### AIM OF THE EXERCISE
Format the material below as a numbered list, omitting any blank lines.

===============

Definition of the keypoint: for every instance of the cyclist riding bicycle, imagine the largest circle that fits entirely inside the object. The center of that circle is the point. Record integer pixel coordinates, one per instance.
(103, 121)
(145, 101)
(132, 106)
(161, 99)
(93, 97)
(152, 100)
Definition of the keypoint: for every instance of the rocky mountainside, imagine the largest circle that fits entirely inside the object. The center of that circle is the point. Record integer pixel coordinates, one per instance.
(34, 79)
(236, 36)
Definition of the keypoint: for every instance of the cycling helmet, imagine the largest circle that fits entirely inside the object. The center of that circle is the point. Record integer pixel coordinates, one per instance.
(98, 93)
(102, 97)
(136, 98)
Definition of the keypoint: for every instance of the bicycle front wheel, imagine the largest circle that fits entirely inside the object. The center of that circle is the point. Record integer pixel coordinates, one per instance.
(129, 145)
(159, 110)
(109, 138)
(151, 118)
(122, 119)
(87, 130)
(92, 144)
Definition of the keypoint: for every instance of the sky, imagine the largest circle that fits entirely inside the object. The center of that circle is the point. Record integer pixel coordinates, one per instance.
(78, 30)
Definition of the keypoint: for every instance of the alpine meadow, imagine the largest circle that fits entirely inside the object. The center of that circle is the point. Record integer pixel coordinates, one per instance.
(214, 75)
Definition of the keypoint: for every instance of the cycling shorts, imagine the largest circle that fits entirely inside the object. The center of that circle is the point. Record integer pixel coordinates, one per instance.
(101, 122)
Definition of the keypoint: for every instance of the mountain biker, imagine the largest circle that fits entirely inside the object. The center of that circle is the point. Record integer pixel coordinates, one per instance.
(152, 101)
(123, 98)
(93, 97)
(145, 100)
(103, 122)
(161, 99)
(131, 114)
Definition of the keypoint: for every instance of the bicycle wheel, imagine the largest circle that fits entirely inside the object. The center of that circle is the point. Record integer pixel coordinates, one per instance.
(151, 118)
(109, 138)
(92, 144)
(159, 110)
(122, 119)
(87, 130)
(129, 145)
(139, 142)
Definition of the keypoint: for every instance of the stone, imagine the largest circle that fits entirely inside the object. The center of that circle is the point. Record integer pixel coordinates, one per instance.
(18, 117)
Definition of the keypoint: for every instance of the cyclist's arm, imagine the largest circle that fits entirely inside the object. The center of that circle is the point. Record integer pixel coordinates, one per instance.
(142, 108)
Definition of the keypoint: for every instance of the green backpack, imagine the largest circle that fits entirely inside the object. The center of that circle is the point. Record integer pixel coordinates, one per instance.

===============

### EXERCISE RESULT
1. Definition of the keypoint: for every instance of the cyclist riding bicycle, imagine the largest circle that fits entirely inside the object. The center of that circle is the point. Record integer pixel coordinates, one per instance.
2. (103, 121)
3. (145, 101)
4. (132, 106)
5. (161, 99)
6. (93, 97)
7. (152, 100)
8. Definition of the keypoint: for every instance of the rocky mountainside, imagine the largest circle that fits entirely inside the object. The center of that circle is the point. Record integer pixel coordinates, one per instance.
9. (34, 79)
10. (236, 36)
11. Definition of the keypoint: for every instance of the cycling helmet, imagine the largest circle that fits entirely inside the object. The center of that circle is the point. Record integer pixel coordinates, one per instance.
12. (98, 93)
13. (102, 97)
14. (136, 98)
15. Definition of the keypoint: for every instance of the bicycle front wheel, imagine the largest circle that fits entirely inside the object. The center of that circle is the point. Record integer pixel coordinates, one per instance.
16. (129, 145)
17. (159, 110)
18. (109, 138)
19. (151, 118)
20. (122, 119)
21. (87, 130)
22. (92, 144)
23. Definition of the keypoint: for every instance of the sky, imagine the largest circle that fits entirely inside the object. The center of that circle is the point. Record integer pixel coordinates, one per instance.
24. (78, 30)
25. Definition of the keypoint: for every instance of the alpine meadow, imagine the largest circle that fits entirely inside the object. The center of that circle is the point. Record integer pixel coordinates, one per instance.
26. (214, 75)
27. Definition of the keypoint: for every instance of the cycling shorts, imagine the largest circle that fits entirely inside the object. The center of that circle is the point. Record integer pixel coordinates, one per instance.
28. (101, 122)
29. Definition of the keypoint: for every instance of the mountain biker, imagine the largest circle that fits entirely inside the object. The center of that circle is the point. Record integer pixel coordinates, one per instance.
30. (152, 101)
31. (123, 98)
32. (93, 97)
33. (145, 100)
34. (103, 122)
35. (161, 99)
36. (131, 114)
37. Definition of the keypoint: for every instance of the bicycle wheel, imagine the largest circle that fits entirely inside the object. The center of that circle is the point. Record integer pixel coordinates, one per instance.
38. (151, 118)
39. (109, 138)
40. (92, 144)
41. (159, 110)
42. (122, 119)
43. (87, 130)
44. (129, 145)
45. (139, 142)
46. Definition of the keypoint: for every instance of the stone, imagine the largest circle that fits entirely inside the object. The center of that circle is the point. Record integer pixel coordinates, one per instance.
47. (18, 117)
48. Definition of the keypoint: for every instance of the cyclist's arm, imagine the largest circle that fits entirely inside the object. The center of that circle is the point. Record integer pixel coordinates, one per instance.
49. (142, 108)
50. Definition of the keypoint: for every instance of the green backpack, imagine the largest circle that fits entirely inside the object. The center of that circle is the point. Record integer pixel coordinates, one per instance.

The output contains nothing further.